> _DIRECTION_: Format the material below, from its first line through the line holding "top-left (319, 762), bottom-right (348, 793)" (both included), as a JSON list of strings with one string per line and blank lines omitted.

> _DATASET ROWS_:
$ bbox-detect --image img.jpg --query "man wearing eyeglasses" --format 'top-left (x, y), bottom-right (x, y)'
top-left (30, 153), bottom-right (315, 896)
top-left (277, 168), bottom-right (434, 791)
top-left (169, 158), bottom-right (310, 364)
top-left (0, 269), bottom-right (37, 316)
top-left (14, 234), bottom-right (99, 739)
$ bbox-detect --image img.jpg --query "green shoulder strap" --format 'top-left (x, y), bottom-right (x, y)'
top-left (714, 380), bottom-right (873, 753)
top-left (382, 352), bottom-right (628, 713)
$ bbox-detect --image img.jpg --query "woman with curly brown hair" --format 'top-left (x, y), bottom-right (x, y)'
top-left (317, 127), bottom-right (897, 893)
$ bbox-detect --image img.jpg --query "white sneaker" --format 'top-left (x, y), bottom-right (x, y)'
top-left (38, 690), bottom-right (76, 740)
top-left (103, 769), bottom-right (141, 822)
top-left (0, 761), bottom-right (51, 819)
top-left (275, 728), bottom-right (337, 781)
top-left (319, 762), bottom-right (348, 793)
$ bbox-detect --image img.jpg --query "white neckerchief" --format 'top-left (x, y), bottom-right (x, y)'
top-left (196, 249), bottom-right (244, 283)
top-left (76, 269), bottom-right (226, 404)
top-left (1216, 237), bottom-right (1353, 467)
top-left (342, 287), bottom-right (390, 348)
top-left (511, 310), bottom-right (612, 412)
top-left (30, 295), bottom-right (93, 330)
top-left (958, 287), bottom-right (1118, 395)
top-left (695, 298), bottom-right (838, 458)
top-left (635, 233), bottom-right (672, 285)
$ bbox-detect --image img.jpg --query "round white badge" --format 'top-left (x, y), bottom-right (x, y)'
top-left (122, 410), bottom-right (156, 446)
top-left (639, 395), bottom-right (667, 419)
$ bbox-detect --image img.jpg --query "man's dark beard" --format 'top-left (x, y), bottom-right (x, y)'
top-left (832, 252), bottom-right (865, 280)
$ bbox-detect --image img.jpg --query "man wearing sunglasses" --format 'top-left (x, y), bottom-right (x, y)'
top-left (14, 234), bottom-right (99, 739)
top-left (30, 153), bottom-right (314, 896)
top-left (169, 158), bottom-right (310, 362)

> _SOLUTION_:
[
  "$ bbox-detect --image img.jpg --query \"man wearing eyeglasses\" --format 'top-left (x, y), bottom-right (x, y)'",
  "top-left (30, 153), bottom-right (315, 896)",
  "top-left (277, 168), bottom-right (434, 791)",
  "top-left (169, 158), bottom-right (310, 364)",
  "top-left (0, 269), bottom-right (37, 316)",
  "top-left (14, 234), bottom-right (99, 739)",
  "$ bbox-detect --image img.jpg --query \"green shoulder strap\" --format 'top-left (x, y), bottom-right (x, y)'",
  "top-left (714, 380), bottom-right (873, 753)",
  "top-left (382, 352), bottom-right (628, 713)",
  "$ bbox-detect --image img.jpg --query \"woman with curly brown hair\" --format 'top-left (x, y), bottom-right (x, y)'",
  "top-left (317, 127), bottom-right (897, 893)",
  "$ bbox-detect --image img.jpg --query \"white sneaker\" --format 'top-left (x, y), bottom-right (x, y)'",
  "top-left (38, 690), bottom-right (76, 740)",
  "top-left (103, 769), bottom-right (141, 822)",
  "top-left (0, 761), bottom-right (51, 819)",
  "top-left (275, 728), bottom-right (337, 781)",
  "top-left (319, 762), bottom-right (348, 793)"
]